___ Supplied data ___

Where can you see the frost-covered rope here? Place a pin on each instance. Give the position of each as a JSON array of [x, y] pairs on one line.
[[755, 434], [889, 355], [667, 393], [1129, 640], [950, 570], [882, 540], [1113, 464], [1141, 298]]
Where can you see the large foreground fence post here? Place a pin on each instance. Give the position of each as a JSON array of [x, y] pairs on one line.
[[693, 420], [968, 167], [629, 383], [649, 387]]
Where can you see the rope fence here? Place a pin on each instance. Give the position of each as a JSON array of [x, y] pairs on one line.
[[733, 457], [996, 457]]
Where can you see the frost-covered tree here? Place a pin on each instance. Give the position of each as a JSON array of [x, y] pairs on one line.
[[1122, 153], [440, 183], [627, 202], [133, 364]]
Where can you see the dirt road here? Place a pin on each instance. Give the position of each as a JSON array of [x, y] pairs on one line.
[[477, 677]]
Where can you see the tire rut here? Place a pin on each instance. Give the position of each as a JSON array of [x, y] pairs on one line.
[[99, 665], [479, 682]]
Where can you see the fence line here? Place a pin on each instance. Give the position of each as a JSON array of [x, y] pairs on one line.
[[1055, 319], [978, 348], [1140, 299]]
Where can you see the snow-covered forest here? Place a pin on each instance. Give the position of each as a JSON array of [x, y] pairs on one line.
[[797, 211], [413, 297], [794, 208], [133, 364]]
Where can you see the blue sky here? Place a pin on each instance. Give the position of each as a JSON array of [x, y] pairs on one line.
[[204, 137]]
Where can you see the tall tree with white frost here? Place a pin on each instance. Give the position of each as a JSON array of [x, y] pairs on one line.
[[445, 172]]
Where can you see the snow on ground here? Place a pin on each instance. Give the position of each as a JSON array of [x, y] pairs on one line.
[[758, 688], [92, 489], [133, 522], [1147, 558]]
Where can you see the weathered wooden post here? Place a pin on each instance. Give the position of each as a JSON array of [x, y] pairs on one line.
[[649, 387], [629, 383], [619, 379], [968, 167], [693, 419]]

___

Transcribe every item above verbatim, keeping each one on its own line in the original order.

Where can you see the frost-covered rope here? Place a pin on each instance. Give the position of each as a JSON array of [x, y] pairs on one line.
[[755, 434], [889, 355], [667, 393], [1129, 640], [950, 570], [882, 540], [1113, 464], [1141, 298]]
Where can you see the large foreground fence post here? Place a pin on each instance. Give the position of each as a JSON array of [x, y] pairs on one line.
[[693, 420], [968, 167], [629, 383], [649, 387]]
Where can you see the rope fence here? Place a pin on each instance. Give the position of each as a JSON array of [x, y] pairs on one line.
[[733, 457], [996, 457]]
Where can you see the frost-covered tree here? Place a pin on each instance. Give the position of each as a JSON array of [x, y] pairs on one line.
[[1122, 153], [440, 183], [627, 202], [133, 364]]
Where can you see the dirt road here? Place a pin on each instance. Give the position of each as a JSON array of [x, y] pairs on one line.
[[477, 677]]
Where can you see the tire rut here? Place a pin on each instance. Give the position of each as a JSON array of [x, y] pairs on one line.
[[99, 665], [479, 682]]
Where can you see the fence line here? Place a pin on each instance. Give the position of each as a JSON array of [x, y] pairs on one line.
[[1055, 319], [978, 348], [1140, 299]]
Where can you see the snow-covered forest here? Place a pin on each instance. Give the position of each as a JSON array of [x, y] pairs on one line.
[[797, 211], [413, 297], [794, 208], [133, 364]]
Where can you see the blue sky here? Place a pin on each instance. Give the position of each as a JSON array of [x, y] pairs on one line.
[[204, 137]]
Where can you see the tall tree with white frost here? Place a pin on each instance. Give the position of each as a JSON array of [x, y] pairs on one line.
[[445, 172]]
Where can you see the snow on ground here? Place a pin on each instance. Give the position of each as a JSON array of [x, y] pairs on one line.
[[758, 688], [92, 489], [133, 522], [1147, 558]]
Where can you see the weathered wooden post here? Place a pin on each instance. Give the position of each as a JSON array of [x, y] pairs on one line.
[[649, 387], [629, 383], [619, 379], [968, 167], [693, 419]]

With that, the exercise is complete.